[start Supplied information]

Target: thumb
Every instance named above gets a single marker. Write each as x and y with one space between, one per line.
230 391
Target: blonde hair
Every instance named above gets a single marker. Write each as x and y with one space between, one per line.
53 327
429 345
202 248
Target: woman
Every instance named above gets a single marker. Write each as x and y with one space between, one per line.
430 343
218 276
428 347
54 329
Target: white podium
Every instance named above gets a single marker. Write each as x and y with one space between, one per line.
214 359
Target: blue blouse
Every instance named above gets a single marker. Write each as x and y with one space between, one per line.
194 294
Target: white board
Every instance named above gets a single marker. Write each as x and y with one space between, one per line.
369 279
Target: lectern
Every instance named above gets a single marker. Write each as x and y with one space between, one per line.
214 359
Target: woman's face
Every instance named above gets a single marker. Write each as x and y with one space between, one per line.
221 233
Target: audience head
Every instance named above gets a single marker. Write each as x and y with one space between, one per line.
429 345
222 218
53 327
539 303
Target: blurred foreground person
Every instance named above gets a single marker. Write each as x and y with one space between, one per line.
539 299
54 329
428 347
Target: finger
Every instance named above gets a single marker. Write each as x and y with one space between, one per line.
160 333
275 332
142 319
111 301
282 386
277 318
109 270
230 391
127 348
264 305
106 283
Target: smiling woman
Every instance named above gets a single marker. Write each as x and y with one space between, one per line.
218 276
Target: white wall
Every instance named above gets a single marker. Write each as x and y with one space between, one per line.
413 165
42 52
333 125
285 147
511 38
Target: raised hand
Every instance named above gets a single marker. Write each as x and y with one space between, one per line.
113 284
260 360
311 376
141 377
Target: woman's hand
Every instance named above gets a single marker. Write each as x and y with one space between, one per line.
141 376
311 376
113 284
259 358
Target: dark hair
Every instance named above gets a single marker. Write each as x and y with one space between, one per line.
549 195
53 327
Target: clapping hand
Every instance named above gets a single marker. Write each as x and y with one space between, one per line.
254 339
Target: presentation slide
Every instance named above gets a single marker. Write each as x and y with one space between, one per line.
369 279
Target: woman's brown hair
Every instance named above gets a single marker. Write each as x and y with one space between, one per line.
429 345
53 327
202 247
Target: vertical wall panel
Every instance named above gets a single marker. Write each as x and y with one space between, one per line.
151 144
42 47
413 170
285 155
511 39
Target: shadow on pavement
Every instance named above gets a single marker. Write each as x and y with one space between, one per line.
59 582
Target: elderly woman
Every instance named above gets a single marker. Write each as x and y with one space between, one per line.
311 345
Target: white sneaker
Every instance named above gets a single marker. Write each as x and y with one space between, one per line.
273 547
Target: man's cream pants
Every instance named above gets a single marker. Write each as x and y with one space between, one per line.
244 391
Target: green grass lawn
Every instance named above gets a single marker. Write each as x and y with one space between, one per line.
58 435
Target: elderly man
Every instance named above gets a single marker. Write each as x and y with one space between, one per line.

[end Supplied information]

● **Task directions**
Copy the records above from the line containing "Target: man's cream pants" through the end of the records, keeping every line, requests included, and shift each coordinate in the answers by adding 29 to it.

● **Correct answer**
Target: man's cream pants
Every instance named above gets a single marker. Write each as x and y with one space between, one per line.
273 420
Target: green grass lawn
Every instance named above gets a single marker. Write each as x and y with one space between, one per line.
87 464
Target: elderly man
Every instance named above gets a single marker. Write each as x and y with one space between, one per line.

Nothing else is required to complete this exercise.